● Material to process:
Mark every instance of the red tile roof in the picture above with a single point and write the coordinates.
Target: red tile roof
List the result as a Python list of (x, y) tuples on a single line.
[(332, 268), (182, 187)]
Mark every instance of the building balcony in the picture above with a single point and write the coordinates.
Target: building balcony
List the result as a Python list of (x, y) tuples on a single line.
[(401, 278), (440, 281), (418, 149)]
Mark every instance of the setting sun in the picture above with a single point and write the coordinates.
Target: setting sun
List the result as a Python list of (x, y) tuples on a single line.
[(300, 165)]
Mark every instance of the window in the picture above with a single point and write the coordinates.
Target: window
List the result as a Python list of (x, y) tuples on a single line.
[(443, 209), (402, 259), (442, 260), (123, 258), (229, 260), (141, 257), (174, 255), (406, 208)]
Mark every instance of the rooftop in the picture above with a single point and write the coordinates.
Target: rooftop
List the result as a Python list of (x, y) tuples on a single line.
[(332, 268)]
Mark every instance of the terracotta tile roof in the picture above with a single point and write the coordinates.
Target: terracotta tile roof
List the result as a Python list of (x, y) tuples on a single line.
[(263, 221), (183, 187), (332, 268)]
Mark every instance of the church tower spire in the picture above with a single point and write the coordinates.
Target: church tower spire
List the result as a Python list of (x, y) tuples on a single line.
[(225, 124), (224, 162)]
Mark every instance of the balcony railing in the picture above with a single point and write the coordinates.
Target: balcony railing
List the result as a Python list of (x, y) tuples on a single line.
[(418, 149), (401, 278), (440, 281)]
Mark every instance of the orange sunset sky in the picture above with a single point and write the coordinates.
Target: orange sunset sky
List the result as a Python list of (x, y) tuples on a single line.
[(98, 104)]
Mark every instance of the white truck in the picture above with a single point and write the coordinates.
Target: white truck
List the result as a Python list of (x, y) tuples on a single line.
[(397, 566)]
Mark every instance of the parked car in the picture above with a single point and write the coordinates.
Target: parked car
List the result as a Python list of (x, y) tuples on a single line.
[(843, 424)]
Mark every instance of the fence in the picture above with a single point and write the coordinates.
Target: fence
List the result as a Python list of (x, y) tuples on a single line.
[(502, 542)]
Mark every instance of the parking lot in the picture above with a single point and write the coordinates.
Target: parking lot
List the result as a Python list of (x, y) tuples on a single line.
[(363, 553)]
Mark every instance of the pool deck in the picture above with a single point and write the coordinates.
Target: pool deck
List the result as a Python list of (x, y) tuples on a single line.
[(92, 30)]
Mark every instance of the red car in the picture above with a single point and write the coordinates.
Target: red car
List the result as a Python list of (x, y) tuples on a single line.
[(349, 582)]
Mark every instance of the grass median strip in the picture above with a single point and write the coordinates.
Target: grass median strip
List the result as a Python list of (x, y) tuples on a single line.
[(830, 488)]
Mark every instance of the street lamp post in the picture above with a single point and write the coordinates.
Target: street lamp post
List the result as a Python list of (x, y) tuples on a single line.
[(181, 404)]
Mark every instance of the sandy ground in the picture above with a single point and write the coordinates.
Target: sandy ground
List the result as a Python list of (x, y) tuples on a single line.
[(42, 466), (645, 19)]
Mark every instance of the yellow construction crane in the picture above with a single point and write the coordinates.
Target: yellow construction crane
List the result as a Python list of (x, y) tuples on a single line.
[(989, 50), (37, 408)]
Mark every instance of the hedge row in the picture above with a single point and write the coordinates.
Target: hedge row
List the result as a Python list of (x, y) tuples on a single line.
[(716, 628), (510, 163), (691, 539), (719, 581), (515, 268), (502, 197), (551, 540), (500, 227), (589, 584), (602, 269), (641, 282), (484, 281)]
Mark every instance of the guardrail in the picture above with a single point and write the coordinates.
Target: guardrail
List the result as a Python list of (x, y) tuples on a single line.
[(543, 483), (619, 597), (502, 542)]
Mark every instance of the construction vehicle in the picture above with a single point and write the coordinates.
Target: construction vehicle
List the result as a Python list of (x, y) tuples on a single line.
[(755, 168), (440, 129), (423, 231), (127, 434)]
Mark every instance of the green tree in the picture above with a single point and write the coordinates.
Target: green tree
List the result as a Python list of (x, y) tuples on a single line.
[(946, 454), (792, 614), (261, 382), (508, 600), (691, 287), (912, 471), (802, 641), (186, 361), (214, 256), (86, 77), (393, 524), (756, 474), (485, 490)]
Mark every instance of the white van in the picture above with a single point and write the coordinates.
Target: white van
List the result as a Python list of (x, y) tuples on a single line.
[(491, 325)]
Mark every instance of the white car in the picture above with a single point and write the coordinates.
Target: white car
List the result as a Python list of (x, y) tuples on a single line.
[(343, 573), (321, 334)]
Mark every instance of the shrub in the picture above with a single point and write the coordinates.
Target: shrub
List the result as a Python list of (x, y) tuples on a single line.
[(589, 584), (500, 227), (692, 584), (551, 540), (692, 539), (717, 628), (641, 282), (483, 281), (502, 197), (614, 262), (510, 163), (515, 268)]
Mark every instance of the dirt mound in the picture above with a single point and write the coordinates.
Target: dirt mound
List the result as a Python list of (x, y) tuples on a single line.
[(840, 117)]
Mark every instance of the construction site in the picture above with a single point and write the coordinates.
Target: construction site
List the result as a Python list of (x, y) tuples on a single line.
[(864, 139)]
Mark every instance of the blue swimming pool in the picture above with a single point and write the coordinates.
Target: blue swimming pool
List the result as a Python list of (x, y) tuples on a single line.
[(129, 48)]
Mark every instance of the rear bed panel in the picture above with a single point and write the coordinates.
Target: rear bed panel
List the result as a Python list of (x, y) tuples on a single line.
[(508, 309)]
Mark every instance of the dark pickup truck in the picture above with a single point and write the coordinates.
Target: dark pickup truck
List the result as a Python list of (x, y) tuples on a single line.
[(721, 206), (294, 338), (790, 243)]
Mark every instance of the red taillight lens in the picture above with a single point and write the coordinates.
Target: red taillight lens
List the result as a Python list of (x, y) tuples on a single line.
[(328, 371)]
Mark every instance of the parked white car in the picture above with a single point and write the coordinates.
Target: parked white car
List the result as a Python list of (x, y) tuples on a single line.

● Problem: Set down exactly the lines running from the start of the lines through the line that contains "[(225, 124), (224, 162)]", with that final line included.

● Solution to this problem:
Mark every instance of the red tile roof in the picture above with a single point and write the coordinates.
Target: red tile roof
List the result as a Python list of (x, y) tuples on a single line.
[(332, 268), (182, 187)]
Mark every instance of the building balcony in the picture above with a single point and write the coordinates.
Target: building balcony
List the result as a Python list of (x, y) tuples on a single line.
[(401, 278), (440, 281), (418, 149)]
Mark every instance of the setting sun in the picture above with a single point and write the coordinates.
Target: setting sun
List the result as a Python list of (x, y) tuples on a single line.
[(300, 165)]
Mark every instance of the window in the picture above with a single point and write the coordinates.
Target: window
List the result as a Python list of (x, y) tuples on a single line.
[(443, 209), (402, 259), (442, 260), (123, 258), (229, 260), (141, 257), (174, 255), (406, 208)]
Mark every instance of the rooftop in the picture above with a single point and write the coordinates.
Target: rooftop
List the result as a Python list of (x, y) tuples on a single line.
[(332, 268)]
Mark every instance of the terracotta tile roof in the picture above with a single point and write the coordinates.
Target: terracotta tile roof
List the result as a Python list of (x, y) tuples on a single line.
[(263, 221), (183, 187), (332, 268)]
Mark every instance of the church tower spire in the picture above with a single point and write the coordinates.
Target: church tower spire
List the result as a Python list of (x, y) tuples on a single line.
[(225, 124), (224, 162)]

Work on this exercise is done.